- [Excerpted text]

____________

After having refreshed ourselves and horses and discussed what business we had to do, we left Philadelphia on the first of October and came to Princetown that night, and next day we bargained with Dr. Witherspoon for one-half of the township of Ryegate.

We left Princeton on the 5th and arrived at New York on the 6th, and James Henderson arrived here from Philadelphia, with his chest and tools on the 9th and having found a sloop to carry James Henderson with his and our Chests and what Tools and other utensils we had purchased, to Hartford, On the Connecticut river, and having discussed what other business we had to do, we left New York on 19th of Oct., and arrived at Newbury or Kohass on the 1st day of November, and put up with Jacob Bayly, Esq., to whom we was recommended by John Church, Esq., one of the proprietors of Ryegate, and James Henderson arrived about a week after us in a canoe with our chests and tools and some provisions we had bought down the Country, such as Rum, Salt, Molasses, etc. On the 30th of the month Mr. Church came up and we divided the town, the south part whereof has fain to us, which in our opinion, and in the opinion of all that knows it, has the advantage of the north in many respects. 1st, it is the best land in general. 2d, nearest to provisions which we have in plenty within 3 or 4 miles and likewise within 6 of a grist and two miles of a saw miln, all of which are great advantages to a new settlement. 3d, we have several brooks with good seats for milns, and likewise Wells River runs through part of our purchase and has water enough for 2 breast milns at the driest season of the year, of which the north part is almost entirely destitute. 4th, there is a fall in Connecticut river just below our uppermost line which causeth a carrying place for goods going up or down the river. 5th, we are within six miles of a good Presbyterian meeting and there is no other minister above that place.

____________

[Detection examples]
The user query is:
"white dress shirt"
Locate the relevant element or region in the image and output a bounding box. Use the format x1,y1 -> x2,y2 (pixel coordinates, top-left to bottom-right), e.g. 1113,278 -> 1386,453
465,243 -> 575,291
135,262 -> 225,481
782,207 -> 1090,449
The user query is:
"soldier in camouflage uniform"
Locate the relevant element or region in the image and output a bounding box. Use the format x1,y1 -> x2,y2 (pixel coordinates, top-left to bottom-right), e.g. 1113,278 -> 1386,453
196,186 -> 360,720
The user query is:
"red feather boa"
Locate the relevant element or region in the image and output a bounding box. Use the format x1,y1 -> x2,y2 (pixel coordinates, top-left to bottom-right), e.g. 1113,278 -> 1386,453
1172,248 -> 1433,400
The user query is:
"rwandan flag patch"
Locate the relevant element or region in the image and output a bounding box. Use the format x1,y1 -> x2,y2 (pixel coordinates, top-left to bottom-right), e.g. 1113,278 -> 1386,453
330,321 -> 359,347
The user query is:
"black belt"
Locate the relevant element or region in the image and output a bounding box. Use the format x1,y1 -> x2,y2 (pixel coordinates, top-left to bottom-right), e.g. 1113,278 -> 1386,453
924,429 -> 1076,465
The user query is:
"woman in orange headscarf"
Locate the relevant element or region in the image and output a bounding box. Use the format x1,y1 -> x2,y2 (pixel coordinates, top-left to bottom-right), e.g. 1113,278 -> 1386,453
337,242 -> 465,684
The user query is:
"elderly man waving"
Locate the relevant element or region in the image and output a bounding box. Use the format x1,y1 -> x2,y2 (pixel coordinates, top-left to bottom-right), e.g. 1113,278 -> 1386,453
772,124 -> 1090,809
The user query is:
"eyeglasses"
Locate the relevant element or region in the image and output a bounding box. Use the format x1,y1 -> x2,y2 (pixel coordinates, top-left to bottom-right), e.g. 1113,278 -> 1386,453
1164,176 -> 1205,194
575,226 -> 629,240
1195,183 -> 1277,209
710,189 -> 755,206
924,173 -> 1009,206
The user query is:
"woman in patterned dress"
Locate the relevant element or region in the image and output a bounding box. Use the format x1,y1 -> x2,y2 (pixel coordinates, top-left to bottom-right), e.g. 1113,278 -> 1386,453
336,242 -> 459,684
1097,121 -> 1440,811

____________

- [Aim 1] Reproduce the stretch of the Ryegate account from "After having refreshed" through "township of Ryegate.".
- [Aim 2] Translate this sentence from the Ryegate account into Spanish: "5th, we are within six miles of a good Presbyterian meeting and there is no other minister above that place."

- [Exercise solution 1]
After having refreshed ourselves and horses and discussed what business we had to do, we left Philadelphia on the first of October and came to Princetown that night, and next day we bargained with Dr. Witherspoon for one-half of the township of Ryegate.

- [Exercise solution 2] 5.º, estamos a menos de seis millas de una buena congregación presbiteriana y no hay ningún otro ministro más arriba de ese lugar.